(What is needed): Pull out every line of the material below that contains the string "skirt". Case counts.

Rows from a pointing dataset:
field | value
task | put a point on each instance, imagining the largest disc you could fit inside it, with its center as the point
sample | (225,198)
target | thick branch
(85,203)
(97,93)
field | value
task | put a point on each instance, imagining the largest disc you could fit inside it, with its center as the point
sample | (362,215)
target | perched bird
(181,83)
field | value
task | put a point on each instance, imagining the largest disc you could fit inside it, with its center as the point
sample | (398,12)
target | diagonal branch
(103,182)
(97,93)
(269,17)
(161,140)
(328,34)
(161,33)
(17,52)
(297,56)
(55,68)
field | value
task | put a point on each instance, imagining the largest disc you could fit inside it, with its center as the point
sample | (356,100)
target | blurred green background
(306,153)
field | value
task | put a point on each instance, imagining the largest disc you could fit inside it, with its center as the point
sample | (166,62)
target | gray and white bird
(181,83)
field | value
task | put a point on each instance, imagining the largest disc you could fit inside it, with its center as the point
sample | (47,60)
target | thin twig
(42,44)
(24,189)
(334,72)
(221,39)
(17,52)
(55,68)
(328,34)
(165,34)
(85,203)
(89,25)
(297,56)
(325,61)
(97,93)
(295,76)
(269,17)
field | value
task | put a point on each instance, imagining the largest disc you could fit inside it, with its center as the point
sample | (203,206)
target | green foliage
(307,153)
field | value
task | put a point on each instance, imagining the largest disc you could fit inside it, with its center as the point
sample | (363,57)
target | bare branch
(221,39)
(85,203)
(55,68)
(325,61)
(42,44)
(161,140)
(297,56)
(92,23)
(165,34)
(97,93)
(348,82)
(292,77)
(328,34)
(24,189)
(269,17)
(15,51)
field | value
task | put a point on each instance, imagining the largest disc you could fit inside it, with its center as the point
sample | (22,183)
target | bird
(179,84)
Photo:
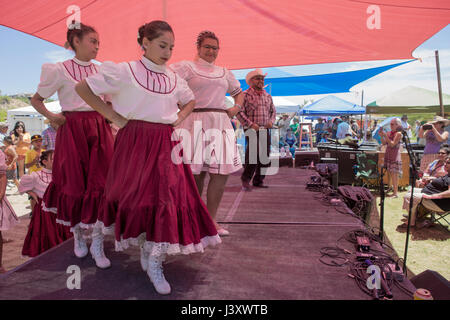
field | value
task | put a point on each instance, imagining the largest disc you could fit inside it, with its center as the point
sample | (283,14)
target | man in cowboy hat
(405,125)
(257,114)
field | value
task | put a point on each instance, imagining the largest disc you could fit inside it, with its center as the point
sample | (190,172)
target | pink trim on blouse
(155,76)
(78,76)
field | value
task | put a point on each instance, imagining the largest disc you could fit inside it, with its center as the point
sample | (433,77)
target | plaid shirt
(257,108)
(49,138)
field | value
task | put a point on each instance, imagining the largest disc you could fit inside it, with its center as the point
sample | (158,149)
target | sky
(22,55)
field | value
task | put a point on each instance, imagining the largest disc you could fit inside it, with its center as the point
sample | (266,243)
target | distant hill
(8,102)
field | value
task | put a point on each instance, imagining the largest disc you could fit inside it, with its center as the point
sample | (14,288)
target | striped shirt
(257,108)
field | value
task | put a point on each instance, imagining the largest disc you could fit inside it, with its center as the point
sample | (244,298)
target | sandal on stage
(222,232)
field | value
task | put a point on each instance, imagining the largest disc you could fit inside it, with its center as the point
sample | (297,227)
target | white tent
(33,120)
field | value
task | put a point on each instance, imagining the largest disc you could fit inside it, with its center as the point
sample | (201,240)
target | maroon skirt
(83,150)
(152,201)
(43,232)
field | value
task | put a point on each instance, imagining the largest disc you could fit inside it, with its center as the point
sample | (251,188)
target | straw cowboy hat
(254,73)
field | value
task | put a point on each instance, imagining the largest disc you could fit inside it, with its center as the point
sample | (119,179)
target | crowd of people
(433,135)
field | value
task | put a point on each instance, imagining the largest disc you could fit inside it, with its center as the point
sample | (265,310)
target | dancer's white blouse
(209,82)
(62,77)
(36,181)
(142,90)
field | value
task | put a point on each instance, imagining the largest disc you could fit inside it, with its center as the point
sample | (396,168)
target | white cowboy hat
(254,73)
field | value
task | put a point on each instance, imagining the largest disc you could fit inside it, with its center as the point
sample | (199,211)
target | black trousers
(253,163)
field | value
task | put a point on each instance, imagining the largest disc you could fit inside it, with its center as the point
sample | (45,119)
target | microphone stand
(412,178)
(382,196)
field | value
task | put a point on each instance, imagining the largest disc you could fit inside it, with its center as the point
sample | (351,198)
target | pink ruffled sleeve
(26,183)
(2,163)
(50,80)
(234,86)
(108,80)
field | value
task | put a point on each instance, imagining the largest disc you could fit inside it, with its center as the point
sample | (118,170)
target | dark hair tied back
(205,35)
(44,156)
(78,30)
(153,30)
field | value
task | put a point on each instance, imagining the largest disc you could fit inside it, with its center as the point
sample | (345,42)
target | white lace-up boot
(80,247)
(155,272)
(97,251)
(144,259)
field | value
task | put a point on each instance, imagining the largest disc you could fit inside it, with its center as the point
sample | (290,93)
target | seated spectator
(291,141)
(435,169)
(438,190)
(325,137)
(370,138)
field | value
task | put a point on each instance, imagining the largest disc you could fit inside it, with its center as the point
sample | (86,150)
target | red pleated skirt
(152,201)
(43,232)
(83,151)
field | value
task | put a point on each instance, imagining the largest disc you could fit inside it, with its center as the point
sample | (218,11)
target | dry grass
(428,247)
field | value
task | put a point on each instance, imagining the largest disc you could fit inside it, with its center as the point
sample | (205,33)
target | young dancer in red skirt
(43,231)
(152,199)
(84,146)
(8,217)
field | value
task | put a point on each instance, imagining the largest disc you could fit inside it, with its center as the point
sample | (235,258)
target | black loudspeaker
(304,158)
(433,282)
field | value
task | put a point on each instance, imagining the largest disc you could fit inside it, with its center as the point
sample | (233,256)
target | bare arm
(440,137)
(99,105)
(238,101)
(385,139)
(185,111)
(12,152)
(421,132)
(2,186)
(38,103)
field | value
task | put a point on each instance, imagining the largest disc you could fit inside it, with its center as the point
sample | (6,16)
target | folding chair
(436,216)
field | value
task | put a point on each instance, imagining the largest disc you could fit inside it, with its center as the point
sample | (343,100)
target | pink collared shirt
(62,77)
(209,82)
(142,90)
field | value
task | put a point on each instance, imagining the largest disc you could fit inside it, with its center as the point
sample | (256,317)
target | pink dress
(210,135)
(83,148)
(392,157)
(8,217)
(43,231)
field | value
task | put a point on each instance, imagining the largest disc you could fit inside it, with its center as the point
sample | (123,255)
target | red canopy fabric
(262,33)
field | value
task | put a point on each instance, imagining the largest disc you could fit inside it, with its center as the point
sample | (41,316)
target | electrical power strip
(396,274)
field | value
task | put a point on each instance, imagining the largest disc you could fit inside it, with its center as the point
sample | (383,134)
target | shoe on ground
(246,186)
(144,259)
(156,275)
(223,232)
(98,253)
(262,185)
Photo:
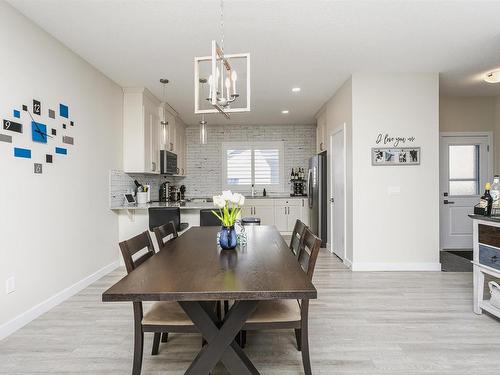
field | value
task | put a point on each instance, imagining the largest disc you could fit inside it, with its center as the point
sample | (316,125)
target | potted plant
(229,209)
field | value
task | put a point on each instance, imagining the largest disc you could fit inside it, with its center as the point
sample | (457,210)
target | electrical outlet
(10,285)
(393,190)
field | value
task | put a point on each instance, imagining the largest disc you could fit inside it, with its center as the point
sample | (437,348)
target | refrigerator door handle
(309,185)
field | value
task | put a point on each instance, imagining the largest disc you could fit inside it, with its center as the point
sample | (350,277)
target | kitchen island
(486,239)
(279,210)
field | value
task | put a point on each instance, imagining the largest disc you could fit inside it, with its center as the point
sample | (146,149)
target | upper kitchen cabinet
(321,135)
(169,128)
(141,131)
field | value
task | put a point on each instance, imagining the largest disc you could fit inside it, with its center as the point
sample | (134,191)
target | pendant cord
(222,24)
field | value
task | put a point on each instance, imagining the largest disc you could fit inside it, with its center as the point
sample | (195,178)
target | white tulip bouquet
(229,205)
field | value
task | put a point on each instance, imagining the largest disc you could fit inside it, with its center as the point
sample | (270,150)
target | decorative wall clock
(25,126)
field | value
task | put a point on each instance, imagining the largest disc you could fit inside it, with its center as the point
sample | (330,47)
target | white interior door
(464,169)
(337,193)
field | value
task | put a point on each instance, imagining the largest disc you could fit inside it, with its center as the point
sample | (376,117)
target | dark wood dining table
(193,270)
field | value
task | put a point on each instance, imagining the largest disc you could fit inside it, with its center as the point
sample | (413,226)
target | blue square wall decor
(38,132)
(63,111)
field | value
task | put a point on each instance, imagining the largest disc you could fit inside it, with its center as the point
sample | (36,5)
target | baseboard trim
(21,320)
(358,266)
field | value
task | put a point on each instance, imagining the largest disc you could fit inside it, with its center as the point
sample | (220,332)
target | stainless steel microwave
(168,163)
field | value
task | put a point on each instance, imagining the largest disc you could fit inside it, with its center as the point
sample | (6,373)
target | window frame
(262,145)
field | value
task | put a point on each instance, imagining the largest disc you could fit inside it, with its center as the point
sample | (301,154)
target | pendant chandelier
(223,95)
(164,123)
(203,130)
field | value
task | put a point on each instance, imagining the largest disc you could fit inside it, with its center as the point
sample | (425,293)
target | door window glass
(463,169)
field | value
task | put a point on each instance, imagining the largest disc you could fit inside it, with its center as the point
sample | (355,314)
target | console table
(486,235)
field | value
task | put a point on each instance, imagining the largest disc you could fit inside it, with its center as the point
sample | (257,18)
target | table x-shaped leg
(221,345)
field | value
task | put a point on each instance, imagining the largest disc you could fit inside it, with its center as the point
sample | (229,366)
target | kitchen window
(247,163)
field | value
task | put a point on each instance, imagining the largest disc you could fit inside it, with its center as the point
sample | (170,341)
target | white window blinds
(247,163)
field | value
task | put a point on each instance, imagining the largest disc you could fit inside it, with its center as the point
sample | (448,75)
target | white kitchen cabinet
(286,213)
(141,131)
(321,136)
(304,211)
(261,208)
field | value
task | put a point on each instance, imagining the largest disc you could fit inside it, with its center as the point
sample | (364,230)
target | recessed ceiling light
(493,77)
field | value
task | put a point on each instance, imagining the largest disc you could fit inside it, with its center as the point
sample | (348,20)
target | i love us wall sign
(395,154)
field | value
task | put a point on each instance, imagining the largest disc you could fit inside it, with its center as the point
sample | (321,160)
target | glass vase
(227,238)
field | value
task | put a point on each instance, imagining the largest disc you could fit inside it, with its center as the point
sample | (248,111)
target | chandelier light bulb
(493,77)
(228,86)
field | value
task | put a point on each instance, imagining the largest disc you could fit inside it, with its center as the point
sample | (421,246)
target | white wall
(56,228)
(396,232)
(338,113)
(466,114)
(496,135)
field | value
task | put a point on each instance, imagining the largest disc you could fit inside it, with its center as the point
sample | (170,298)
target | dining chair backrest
(134,245)
(297,237)
(164,231)
(308,252)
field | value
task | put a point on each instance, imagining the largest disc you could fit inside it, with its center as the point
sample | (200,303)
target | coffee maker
(164,191)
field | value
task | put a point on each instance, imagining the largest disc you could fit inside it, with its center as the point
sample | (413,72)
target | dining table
(194,271)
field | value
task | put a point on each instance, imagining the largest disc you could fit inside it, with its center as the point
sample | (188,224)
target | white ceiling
(316,45)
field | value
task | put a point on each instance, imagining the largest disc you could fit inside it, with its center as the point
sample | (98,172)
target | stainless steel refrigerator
(317,196)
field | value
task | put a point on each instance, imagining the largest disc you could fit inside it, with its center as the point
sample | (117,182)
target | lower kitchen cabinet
(279,212)
(286,213)
(261,208)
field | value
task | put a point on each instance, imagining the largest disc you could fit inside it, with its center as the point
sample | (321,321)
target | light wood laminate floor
(363,323)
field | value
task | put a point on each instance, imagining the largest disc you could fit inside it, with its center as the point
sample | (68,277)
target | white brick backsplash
(121,183)
(204,162)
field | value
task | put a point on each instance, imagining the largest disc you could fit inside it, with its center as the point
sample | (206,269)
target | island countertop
(494,219)
(196,204)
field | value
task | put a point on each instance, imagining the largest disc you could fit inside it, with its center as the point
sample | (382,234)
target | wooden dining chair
(289,314)
(162,317)
(297,237)
(163,231)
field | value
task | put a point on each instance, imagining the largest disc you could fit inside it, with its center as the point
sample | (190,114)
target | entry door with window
(464,170)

(Output for this task):
target | maroon skirt
target | red pleated skirt
target | young dancer in red skirt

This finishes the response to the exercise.